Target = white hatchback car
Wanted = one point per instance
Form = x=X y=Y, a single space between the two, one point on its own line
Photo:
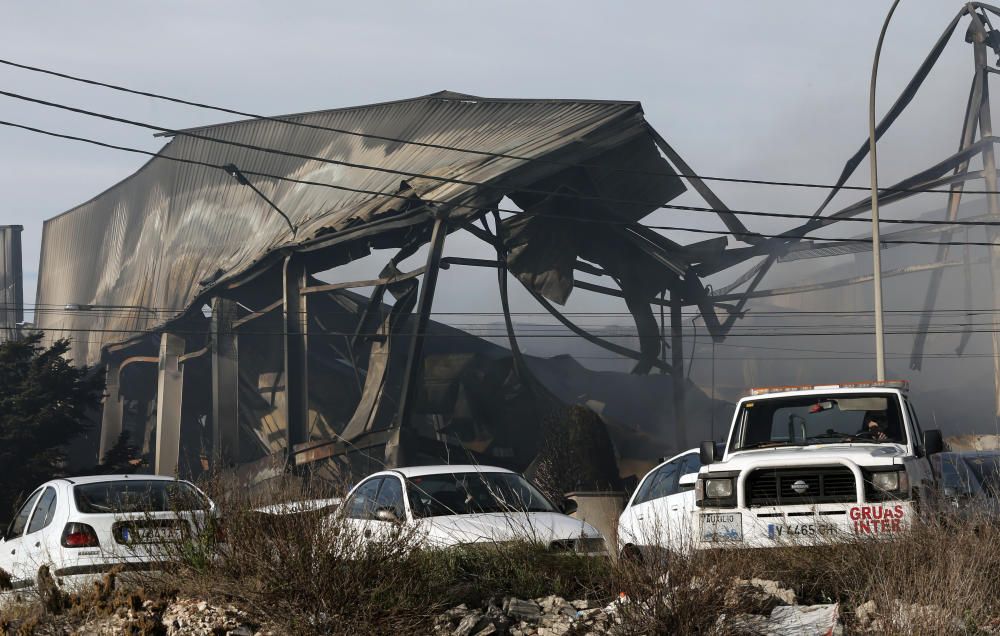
x=660 y=511
x=451 y=505
x=81 y=527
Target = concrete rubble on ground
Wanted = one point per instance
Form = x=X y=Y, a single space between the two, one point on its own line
x=181 y=617
x=554 y=616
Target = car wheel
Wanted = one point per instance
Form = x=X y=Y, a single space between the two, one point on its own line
x=631 y=554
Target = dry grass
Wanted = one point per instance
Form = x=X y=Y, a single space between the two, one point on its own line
x=310 y=574
x=305 y=577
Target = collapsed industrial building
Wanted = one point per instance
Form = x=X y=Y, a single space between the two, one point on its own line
x=206 y=283
x=211 y=286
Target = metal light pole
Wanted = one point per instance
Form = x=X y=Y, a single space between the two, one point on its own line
x=876 y=246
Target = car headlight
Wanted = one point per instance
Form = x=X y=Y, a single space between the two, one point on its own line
x=886 y=481
x=718 y=488
x=583 y=545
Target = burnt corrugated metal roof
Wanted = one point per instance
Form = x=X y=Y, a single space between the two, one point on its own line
x=149 y=240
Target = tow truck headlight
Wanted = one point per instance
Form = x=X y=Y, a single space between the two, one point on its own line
x=718 y=488
x=886 y=481
x=893 y=481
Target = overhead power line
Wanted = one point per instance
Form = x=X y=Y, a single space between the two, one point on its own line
x=474 y=151
x=501 y=187
x=458 y=205
x=438 y=178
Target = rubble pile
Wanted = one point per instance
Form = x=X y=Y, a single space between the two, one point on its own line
x=545 y=616
x=181 y=617
x=555 y=616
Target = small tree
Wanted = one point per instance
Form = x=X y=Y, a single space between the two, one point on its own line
x=44 y=401
x=576 y=454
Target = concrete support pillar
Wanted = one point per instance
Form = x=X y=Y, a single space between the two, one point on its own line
x=395 y=452
x=111 y=418
x=296 y=319
x=677 y=366
x=225 y=384
x=169 y=391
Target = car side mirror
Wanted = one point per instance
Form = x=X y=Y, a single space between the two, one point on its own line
x=933 y=442
x=568 y=506
x=707 y=454
x=687 y=481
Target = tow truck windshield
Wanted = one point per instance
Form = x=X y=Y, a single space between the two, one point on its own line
x=865 y=418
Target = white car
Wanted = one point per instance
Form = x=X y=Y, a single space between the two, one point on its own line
x=81 y=527
x=450 y=505
x=659 y=513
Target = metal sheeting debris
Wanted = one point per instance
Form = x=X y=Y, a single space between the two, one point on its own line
x=148 y=244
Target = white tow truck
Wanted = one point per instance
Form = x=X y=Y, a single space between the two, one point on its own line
x=814 y=464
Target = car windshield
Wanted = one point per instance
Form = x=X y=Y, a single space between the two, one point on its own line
x=473 y=492
x=819 y=419
x=136 y=495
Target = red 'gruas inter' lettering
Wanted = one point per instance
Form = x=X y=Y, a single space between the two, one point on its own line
x=876 y=519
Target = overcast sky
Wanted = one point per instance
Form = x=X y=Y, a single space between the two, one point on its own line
x=771 y=90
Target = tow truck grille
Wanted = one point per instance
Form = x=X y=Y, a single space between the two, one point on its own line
x=784 y=486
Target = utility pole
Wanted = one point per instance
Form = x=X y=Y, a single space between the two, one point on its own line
x=876 y=245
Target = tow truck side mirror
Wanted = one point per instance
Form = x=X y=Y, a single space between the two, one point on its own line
x=707 y=454
x=933 y=443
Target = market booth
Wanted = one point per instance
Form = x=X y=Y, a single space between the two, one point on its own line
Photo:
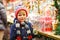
x=42 y=15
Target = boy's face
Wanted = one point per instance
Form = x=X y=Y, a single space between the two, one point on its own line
x=21 y=16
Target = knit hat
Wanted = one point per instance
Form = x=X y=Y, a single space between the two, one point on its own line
x=18 y=10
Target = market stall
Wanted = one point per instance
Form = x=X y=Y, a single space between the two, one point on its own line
x=42 y=15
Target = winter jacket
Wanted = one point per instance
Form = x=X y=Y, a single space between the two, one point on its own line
x=3 y=18
x=21 y=32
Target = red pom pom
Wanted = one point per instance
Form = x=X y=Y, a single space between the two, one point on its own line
x=18 y=38
x=29 y=37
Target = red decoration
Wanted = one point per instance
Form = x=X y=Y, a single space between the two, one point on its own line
x=12 y=0
x=29 y=37
x=19 y=38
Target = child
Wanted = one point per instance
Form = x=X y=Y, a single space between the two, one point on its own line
x=21 y=29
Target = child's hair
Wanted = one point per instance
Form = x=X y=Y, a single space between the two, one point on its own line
x=18 y=10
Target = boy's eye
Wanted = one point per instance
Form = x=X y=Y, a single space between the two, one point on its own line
x=23 y=14
x=19 y=15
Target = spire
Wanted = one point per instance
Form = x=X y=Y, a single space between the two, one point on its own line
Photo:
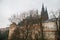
x=44 y=13
x=42 y=6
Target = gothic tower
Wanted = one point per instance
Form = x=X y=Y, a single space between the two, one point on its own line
x=44 y=13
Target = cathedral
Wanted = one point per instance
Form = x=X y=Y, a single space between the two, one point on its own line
x=30 y=28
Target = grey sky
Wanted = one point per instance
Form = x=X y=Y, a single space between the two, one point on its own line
x=9 y=7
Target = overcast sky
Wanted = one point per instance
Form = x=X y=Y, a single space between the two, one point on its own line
x=9 y=7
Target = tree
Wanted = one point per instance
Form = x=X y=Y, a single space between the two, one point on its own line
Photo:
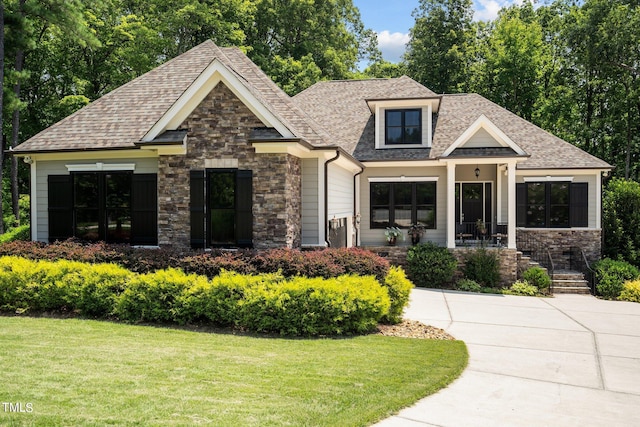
x=511 y=72
x=438 y=55
x=326 y=33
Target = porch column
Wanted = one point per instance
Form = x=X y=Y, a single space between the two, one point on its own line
x=511 y=186
x=451 y=205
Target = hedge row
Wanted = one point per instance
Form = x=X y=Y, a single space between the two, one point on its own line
x=320 y=263
x=262 y=302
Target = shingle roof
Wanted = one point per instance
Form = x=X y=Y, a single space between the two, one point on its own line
x=458 y=112
x=121 y=118
x=342 y=109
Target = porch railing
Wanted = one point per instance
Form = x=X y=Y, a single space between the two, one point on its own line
x=578 y=262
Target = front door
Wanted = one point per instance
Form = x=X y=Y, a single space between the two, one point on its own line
x=473 y=206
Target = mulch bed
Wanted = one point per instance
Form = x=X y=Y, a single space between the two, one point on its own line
x=414 y=329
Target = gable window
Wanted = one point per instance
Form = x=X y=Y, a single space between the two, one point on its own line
x=403 y=126
x=400 y=204
x=221 y=208
x=555 y=204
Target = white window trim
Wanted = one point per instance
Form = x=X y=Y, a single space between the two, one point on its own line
x=547 y=178
x=99 y=166
x=404 y=179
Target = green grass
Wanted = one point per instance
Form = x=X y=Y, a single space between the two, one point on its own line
x=84 y=372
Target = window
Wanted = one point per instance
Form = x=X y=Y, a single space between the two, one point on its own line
x=401 y=204
x=119 y=207
x=221 y=208
x=558 y=204
x=403 y=127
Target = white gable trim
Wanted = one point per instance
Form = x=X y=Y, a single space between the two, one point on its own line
x=215 y=73
x=483 y=122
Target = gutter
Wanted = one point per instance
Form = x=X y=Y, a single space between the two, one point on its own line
x=326 y=197
x=356 y=225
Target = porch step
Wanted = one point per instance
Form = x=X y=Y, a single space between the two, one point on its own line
x=570 y=282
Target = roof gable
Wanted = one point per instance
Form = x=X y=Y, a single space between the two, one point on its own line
x=486 y=126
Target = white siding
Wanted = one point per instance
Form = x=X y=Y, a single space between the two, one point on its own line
x=57 y=167
x=310 y=202
x=438 y=235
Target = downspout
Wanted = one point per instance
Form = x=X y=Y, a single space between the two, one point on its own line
x=326 y=197
x=356 y=225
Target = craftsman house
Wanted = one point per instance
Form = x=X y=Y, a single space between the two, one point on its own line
x=206 y=151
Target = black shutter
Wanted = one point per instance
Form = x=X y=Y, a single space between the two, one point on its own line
x=60 y=195
x=579 y=204
x=521 y=205
x=144 y=209
x=197 y=209
x=244 y=206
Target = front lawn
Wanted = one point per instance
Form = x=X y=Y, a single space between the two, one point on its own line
x=83 y=372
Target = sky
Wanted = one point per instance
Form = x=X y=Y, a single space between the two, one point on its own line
x=392 y=19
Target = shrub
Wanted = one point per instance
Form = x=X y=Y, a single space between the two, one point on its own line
x=482 y=266
x=315 y=306
x=630 y=291
x=611 y=275
x=22 y=232
x=538 y=277
x=155 y=297
x=429 y=265
x=468 y=285
x=399 y=289
x=522 y=288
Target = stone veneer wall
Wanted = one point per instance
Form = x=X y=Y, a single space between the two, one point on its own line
x=560 y=241
x=219 y=129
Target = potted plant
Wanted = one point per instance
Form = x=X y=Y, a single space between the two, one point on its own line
x=392 y=233
x=415 y=231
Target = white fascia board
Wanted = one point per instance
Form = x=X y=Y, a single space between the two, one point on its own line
x=403 y=178
x=215 y=73
x=495 y=132
x=403 y=164
x=107 y=155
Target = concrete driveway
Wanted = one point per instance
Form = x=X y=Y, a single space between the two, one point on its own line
x=571 y=360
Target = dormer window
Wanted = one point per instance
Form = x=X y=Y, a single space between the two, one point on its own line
x=403 y=126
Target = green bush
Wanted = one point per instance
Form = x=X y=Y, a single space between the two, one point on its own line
x=399 y=289
x=430 y=265
x=315 y=306
x=538 y=277
x=630 y=291
x=482 y=266
x=264 y=302
x=22 y=233
x=156 y=297
x=468 y=285
x=522 y=288
x=611 y=275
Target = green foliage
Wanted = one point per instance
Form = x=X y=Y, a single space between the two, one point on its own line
x=538 y=277
x=265 y=303
x=482 y=266
x=399 y=290
x=22 y=232
x=430 y=265
x=522 y=288
x=611 y=275
x=468 y=285
x=621 y=220
x=630 y=291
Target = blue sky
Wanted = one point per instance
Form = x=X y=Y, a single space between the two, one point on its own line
x=392 y=19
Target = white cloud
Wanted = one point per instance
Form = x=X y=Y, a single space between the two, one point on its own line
x=392 y=45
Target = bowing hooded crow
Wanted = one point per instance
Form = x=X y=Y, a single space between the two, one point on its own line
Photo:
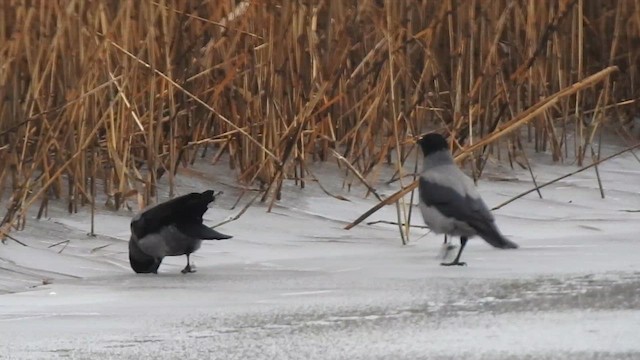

────────────────

### TASK GOAL
List every line above that contains the word "rubble".

### WRITTEN SOLUTION
Target = concrete rubble on ground
Target = rubble pile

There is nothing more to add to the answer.